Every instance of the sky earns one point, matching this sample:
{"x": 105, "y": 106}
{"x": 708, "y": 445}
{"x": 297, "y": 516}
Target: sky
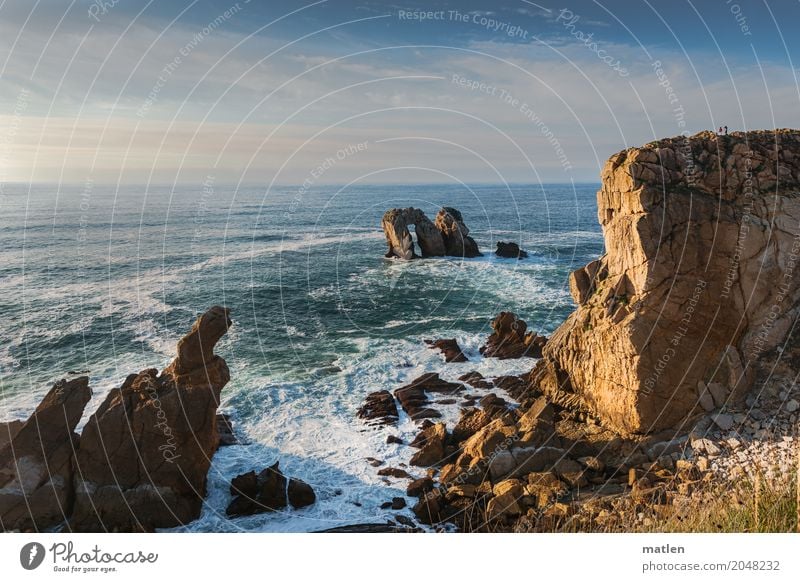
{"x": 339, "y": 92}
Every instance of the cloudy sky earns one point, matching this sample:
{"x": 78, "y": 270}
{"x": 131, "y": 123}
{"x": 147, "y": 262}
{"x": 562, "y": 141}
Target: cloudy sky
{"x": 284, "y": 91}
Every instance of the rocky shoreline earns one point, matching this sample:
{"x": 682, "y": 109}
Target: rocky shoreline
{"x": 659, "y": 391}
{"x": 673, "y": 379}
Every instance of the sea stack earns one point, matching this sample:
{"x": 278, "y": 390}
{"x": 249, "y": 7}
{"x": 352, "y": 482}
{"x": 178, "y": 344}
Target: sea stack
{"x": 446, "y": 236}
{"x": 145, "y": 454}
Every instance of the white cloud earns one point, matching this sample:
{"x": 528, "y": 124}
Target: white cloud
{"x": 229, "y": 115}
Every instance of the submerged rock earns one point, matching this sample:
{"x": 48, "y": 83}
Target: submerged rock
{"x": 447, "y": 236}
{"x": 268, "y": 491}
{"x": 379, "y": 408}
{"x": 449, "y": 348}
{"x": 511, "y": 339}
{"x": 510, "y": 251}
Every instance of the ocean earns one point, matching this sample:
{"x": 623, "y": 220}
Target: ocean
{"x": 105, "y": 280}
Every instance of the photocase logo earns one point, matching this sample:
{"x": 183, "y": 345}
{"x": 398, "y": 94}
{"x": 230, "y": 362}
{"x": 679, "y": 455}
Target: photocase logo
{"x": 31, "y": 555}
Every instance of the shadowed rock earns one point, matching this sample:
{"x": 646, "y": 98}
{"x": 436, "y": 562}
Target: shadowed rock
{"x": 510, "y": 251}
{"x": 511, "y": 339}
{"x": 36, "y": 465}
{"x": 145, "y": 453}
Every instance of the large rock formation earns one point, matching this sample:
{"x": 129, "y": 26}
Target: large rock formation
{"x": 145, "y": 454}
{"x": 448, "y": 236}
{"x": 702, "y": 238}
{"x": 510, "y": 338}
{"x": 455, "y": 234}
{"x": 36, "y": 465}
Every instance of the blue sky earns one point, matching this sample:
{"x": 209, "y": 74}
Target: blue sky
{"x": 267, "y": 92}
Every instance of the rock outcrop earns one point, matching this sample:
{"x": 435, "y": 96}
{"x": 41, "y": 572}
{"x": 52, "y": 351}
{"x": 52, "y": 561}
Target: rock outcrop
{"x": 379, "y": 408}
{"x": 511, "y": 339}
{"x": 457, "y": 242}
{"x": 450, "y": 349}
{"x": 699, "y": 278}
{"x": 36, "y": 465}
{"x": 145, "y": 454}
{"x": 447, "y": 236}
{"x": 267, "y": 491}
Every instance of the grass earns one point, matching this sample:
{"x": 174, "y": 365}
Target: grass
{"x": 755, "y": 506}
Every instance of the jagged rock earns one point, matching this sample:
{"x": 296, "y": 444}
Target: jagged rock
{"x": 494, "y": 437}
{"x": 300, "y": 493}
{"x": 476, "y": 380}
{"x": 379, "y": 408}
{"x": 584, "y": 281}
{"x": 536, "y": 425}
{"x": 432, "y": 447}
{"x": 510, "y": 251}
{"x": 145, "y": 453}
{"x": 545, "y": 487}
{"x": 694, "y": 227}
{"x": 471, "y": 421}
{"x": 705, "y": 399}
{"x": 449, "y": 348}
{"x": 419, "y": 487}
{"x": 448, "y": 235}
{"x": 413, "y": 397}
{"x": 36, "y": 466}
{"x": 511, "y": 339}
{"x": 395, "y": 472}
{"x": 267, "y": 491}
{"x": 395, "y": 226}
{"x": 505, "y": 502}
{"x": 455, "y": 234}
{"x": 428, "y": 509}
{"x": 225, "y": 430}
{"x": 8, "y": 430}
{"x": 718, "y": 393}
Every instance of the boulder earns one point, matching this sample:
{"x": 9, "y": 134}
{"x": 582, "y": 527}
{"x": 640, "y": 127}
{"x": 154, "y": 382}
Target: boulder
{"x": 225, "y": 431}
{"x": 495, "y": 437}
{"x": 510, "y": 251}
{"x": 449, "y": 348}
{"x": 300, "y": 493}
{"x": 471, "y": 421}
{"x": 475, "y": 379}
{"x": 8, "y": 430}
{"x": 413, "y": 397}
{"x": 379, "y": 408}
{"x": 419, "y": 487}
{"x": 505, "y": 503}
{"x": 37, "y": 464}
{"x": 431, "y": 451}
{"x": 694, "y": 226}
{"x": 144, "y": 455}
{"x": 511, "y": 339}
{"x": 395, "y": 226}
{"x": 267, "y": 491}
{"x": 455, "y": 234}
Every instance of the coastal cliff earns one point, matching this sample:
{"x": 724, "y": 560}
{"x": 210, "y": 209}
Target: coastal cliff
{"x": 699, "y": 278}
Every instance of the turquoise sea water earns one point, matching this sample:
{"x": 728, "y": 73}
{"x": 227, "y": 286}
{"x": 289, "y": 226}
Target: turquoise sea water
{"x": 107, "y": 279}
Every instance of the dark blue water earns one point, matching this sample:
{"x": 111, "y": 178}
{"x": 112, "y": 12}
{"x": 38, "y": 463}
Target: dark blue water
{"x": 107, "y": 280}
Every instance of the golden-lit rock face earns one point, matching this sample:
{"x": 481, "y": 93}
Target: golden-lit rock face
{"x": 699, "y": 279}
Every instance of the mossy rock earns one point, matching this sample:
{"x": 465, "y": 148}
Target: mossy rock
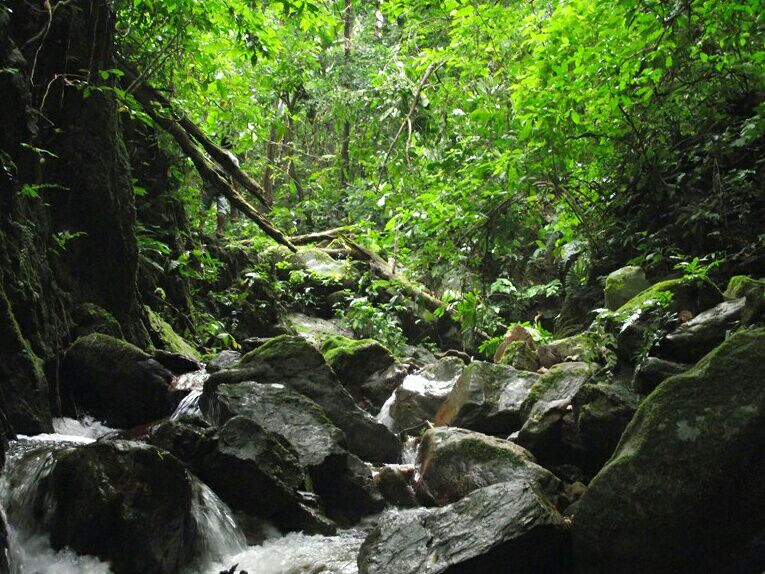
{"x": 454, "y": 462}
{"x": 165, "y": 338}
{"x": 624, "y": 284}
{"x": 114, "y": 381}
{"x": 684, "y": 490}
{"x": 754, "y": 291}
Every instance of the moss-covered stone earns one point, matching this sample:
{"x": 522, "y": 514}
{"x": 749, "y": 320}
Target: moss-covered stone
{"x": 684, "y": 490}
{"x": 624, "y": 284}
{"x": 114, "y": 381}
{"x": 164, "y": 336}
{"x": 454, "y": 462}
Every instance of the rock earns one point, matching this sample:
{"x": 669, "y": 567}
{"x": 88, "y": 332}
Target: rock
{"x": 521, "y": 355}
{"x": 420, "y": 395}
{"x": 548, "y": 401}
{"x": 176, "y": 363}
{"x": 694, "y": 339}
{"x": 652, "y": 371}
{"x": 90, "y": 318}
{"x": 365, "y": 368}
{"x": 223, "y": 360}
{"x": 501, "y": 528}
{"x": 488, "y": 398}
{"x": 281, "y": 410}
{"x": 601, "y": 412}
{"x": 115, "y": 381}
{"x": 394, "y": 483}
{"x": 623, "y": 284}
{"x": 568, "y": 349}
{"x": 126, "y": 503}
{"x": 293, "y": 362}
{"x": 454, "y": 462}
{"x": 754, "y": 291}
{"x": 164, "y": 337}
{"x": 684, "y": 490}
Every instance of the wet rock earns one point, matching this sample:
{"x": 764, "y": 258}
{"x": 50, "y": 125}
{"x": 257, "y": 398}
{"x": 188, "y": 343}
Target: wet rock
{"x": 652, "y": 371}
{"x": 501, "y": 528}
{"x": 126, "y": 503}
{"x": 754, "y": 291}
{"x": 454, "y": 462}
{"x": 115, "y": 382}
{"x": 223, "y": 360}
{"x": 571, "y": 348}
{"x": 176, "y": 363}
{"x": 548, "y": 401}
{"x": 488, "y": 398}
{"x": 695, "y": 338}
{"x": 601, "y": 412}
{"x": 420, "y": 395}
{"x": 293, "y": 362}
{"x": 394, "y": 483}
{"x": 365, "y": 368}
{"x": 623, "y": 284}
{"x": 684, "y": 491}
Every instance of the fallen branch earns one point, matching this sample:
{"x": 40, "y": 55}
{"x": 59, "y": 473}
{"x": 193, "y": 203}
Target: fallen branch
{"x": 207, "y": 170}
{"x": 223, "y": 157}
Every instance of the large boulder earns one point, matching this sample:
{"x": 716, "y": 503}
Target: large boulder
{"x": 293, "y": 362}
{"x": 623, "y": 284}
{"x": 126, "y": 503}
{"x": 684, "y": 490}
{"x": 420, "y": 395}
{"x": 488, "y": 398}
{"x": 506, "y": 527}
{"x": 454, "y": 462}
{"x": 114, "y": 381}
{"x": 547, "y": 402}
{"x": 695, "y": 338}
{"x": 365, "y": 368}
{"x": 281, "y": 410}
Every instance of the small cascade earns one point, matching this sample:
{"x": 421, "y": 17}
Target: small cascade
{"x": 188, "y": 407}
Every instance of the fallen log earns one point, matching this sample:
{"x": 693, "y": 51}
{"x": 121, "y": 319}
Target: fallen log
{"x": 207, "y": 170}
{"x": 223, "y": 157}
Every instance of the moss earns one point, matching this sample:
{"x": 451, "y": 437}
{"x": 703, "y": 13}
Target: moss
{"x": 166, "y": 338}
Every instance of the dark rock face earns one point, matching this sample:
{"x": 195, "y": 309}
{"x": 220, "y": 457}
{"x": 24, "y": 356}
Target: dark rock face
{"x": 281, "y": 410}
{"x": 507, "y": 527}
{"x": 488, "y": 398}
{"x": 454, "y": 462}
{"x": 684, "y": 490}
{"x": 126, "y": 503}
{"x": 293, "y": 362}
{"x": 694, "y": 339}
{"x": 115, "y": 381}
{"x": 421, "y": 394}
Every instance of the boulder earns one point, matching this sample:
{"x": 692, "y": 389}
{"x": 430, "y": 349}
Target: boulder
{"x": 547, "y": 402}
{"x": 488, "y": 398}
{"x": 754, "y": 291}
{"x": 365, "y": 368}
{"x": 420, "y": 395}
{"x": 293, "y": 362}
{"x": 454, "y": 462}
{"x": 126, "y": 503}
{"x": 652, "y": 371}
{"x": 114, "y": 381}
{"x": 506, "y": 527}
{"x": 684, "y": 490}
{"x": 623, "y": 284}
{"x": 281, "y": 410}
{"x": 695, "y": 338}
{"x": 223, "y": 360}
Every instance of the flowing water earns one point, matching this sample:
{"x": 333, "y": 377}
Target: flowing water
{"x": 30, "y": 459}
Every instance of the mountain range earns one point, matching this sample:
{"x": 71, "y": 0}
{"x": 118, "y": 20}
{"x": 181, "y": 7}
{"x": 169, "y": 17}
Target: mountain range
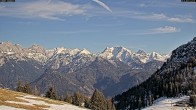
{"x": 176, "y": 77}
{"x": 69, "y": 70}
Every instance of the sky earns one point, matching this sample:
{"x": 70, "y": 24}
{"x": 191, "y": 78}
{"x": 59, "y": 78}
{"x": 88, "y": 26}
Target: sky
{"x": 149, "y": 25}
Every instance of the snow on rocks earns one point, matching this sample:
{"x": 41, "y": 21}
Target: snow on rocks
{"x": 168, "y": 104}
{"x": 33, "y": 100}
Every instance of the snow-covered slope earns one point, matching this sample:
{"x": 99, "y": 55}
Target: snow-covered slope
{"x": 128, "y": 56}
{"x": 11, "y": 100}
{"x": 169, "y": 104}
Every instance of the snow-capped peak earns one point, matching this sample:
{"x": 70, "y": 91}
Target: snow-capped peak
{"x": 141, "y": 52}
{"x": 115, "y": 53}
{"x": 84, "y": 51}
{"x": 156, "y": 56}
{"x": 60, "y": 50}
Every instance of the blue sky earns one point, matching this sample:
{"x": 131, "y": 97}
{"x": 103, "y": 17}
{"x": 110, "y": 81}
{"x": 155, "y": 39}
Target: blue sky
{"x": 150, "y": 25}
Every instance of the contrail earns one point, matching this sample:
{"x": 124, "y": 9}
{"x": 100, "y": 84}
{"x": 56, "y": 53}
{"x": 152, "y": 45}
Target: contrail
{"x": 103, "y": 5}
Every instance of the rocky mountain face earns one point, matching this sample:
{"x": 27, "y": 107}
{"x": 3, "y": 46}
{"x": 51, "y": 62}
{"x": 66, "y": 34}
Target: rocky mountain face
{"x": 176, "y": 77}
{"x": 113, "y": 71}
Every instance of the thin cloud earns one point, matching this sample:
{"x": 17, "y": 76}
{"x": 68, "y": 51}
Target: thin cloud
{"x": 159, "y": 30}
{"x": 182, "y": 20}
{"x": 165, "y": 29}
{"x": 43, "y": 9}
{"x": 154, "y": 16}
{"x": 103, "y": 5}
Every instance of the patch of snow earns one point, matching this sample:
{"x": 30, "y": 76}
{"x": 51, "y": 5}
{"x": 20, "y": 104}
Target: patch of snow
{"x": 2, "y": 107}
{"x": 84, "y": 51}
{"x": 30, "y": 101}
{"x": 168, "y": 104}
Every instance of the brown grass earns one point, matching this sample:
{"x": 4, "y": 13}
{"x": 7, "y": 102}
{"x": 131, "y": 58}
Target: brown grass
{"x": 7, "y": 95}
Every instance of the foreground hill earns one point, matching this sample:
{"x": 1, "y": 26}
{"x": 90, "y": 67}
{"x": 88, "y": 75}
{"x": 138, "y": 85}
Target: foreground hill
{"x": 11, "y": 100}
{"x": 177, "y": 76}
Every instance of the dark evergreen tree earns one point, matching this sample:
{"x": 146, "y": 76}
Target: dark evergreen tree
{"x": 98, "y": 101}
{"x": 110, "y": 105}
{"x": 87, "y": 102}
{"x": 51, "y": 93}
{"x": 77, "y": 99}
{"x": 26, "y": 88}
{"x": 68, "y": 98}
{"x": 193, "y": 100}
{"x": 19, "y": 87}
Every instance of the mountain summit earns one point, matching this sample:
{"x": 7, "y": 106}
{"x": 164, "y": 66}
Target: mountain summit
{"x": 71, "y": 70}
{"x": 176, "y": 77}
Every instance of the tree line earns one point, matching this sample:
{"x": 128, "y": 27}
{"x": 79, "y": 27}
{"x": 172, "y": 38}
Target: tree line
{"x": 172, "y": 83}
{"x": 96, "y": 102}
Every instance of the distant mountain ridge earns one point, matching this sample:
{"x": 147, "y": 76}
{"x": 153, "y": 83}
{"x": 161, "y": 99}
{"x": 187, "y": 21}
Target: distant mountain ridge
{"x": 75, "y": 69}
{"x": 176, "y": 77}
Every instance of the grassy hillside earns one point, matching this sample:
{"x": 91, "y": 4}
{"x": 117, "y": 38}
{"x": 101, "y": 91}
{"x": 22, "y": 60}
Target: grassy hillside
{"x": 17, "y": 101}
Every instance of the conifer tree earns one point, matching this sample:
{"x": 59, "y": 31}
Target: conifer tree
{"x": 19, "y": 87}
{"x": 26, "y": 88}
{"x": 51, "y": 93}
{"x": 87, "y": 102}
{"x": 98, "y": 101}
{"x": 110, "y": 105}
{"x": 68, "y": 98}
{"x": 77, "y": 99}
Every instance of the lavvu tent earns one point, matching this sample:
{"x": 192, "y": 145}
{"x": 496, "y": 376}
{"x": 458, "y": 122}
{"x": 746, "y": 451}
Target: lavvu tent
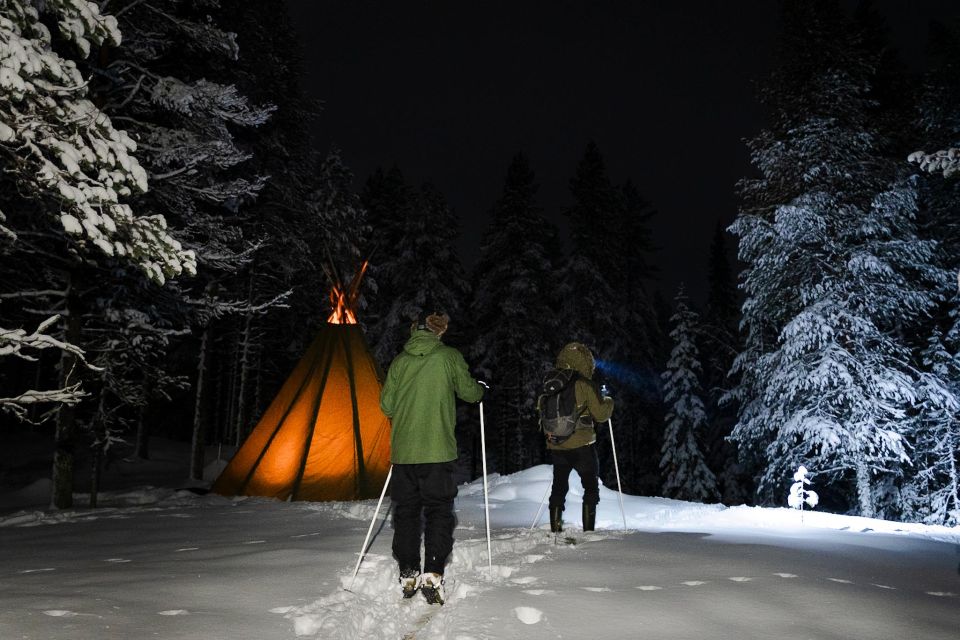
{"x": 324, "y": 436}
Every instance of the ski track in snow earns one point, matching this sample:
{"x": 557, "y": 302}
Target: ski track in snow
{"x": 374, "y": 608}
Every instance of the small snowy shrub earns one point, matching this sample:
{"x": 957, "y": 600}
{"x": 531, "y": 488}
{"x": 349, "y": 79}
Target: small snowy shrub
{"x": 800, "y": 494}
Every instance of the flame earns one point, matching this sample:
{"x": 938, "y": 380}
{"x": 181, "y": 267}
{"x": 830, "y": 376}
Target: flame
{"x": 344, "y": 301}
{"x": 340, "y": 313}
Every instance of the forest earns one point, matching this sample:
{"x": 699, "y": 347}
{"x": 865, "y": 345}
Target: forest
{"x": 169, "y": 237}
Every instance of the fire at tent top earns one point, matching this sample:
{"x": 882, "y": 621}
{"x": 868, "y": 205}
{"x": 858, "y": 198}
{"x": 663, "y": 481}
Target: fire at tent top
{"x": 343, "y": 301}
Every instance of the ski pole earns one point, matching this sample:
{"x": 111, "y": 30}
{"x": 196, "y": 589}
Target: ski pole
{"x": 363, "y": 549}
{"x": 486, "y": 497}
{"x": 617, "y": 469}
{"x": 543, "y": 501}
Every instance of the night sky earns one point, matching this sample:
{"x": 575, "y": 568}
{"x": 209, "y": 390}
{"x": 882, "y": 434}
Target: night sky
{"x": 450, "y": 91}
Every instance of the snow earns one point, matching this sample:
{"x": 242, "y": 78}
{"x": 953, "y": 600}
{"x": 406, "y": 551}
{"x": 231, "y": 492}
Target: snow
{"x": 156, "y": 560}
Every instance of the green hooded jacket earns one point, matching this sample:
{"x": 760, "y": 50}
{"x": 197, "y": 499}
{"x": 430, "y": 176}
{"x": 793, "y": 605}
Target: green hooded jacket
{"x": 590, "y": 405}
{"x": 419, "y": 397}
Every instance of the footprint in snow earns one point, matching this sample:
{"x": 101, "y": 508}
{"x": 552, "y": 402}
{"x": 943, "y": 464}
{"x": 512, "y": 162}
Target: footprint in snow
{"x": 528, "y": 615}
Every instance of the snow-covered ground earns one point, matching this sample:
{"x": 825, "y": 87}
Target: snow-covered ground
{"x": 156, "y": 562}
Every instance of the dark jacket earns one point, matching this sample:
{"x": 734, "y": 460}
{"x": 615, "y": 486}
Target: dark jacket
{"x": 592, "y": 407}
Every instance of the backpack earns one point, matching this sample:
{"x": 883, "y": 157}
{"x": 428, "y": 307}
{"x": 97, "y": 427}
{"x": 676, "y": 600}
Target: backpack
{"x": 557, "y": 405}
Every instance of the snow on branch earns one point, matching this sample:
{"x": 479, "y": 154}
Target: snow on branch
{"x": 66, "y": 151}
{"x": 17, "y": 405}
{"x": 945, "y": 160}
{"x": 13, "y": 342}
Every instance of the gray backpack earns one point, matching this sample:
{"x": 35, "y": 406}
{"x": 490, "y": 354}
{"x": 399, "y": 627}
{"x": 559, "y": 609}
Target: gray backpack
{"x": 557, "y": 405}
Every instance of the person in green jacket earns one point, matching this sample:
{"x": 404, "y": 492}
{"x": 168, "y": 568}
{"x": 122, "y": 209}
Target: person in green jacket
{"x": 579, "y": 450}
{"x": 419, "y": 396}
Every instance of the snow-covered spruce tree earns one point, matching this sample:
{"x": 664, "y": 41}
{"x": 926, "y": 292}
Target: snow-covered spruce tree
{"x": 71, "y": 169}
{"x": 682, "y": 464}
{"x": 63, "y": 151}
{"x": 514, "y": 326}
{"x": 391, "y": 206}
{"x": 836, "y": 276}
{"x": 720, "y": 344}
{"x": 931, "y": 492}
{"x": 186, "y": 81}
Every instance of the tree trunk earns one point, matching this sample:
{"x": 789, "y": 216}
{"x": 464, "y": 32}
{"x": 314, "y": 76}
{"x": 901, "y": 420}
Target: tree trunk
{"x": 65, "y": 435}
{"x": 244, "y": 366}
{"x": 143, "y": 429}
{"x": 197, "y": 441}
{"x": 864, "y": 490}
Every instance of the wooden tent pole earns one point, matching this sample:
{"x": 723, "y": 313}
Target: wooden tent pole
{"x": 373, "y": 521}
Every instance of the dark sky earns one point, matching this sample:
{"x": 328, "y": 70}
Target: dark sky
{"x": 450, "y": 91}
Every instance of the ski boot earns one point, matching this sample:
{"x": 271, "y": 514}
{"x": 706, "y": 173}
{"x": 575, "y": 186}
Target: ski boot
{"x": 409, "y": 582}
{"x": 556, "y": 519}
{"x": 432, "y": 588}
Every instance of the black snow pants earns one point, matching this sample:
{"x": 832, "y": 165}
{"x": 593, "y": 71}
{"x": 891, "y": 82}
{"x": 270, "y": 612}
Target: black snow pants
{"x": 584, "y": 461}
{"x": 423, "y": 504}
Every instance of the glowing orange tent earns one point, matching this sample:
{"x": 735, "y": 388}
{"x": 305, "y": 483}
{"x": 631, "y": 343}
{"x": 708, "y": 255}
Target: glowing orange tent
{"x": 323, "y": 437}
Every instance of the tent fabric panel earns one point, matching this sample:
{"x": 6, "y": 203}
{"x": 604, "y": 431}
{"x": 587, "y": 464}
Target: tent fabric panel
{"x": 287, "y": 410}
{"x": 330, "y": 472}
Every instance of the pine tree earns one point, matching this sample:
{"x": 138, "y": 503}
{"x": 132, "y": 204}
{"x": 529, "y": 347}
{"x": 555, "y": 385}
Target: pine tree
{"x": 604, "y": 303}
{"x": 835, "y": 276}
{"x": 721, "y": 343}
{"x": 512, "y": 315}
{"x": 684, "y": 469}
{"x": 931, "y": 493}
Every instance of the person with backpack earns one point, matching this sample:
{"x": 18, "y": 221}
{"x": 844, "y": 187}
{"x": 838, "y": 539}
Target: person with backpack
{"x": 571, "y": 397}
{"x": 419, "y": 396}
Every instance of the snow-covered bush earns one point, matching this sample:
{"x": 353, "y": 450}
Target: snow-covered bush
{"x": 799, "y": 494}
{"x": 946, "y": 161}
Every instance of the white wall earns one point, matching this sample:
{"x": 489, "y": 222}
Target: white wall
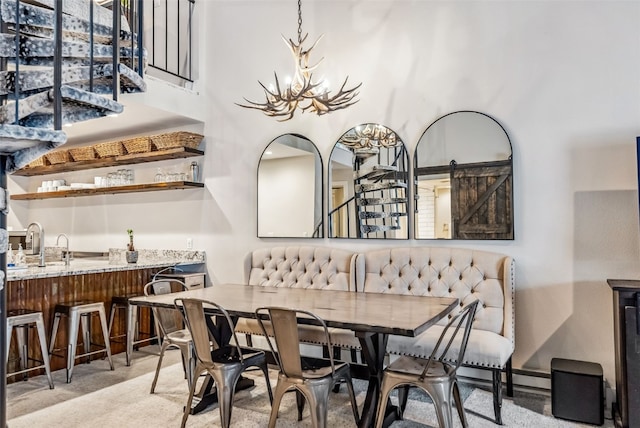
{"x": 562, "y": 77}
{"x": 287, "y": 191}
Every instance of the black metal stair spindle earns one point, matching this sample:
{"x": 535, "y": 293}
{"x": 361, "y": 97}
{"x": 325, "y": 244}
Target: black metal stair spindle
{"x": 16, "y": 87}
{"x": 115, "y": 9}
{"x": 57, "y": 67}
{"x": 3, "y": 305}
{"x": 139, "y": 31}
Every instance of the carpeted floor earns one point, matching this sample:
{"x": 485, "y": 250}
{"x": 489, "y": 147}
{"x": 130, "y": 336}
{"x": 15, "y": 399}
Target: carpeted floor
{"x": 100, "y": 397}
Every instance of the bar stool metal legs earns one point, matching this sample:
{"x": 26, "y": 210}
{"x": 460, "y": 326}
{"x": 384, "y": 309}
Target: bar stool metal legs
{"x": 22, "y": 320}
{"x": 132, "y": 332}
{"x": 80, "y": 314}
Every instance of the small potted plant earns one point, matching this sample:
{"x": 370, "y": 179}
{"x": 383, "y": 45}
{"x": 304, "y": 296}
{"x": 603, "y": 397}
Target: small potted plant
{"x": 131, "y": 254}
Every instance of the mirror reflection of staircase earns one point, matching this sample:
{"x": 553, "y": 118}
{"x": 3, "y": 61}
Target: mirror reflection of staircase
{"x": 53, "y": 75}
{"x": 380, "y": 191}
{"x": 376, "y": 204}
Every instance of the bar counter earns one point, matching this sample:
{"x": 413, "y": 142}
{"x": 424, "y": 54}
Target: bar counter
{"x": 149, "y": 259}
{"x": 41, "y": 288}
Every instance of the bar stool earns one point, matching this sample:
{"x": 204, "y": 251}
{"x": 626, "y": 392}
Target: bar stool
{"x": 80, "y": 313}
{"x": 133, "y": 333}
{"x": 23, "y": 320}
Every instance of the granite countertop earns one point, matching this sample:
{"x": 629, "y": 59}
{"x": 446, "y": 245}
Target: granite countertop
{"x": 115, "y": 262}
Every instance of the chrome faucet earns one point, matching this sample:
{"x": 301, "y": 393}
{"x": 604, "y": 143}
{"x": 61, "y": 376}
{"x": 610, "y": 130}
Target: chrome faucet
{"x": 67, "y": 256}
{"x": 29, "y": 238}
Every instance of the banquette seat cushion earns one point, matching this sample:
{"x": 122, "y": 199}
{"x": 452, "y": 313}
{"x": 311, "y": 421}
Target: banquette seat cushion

- Task -
Leaving out the pictures, print each line of the records above from the first up to and including the one that contains "Every instance of the shadowed", exactly as written.

- Problem solution -
Every instance of the sky earns one point, matching this sample:
{"x": 105, "y": 106}
{"x": 708, "y": 445}
{"x": 297, "y": 516}
Target: sky
{"x": 339, "y": 92}
Every instance of the cloudy sky earns one point, matching this sample:
{"x": 78, "y": 270}
{"x": 131, "y": 123}
{"x": 147, "y": 262}
{"x": 562, "y": 141}
Target: cloudy sky
{"x": 284, "y": 91}
Every instance of the rocky shoreline earns one point, matching this sample:
{"x": 682, "y": 109}
Target: rocky shoreline
{"x": 659, "y": 391}
{"x": 673, "y": 379}
Every instance of the sea stack earns one point, matching this sample:
{"x": 278, "y": 390}
{"x": 249, "y": 7}
{"x": 352, "y": 482}
{"x": 178, "y": 344}
Target: sea stack
{"x": 446, "y": 236}
{"x": 145, "y": 454}
Every instance of the white cloud earns one point, matching this sample:
{"x": 528, "y": 124}
Target: white cloud
{"x": 229, "y": 115}
Every instance of the submerged rock earns one point, matching this sample:
{"x": 48, "y": 83}
Target: submerged rock
{"x": 447, "y": 236}
{"x": 268, "y": 491}
{"x": 379, "y": 408}
{"x": 449, "y": 348}
{"x": 511, "y": 339}
{"x": 510, "y": 251}
Every instance of the ocean earns one point, matching this sample:
{"x": 623, "y": 220}
Target: ocean
{"x": 105, "y": 280}
Every instance of the photocase logo earns one point, matching this sample:
{"x": 183, "y": 345}
{"x": 398, "y": 94}
{"x": 230, "y": 362}
{"x": 679, "y": 455}
Target: photocase logo
{"x": 31, "y": 555}
Every instance of the shadowed rock earns one point, matching this sample:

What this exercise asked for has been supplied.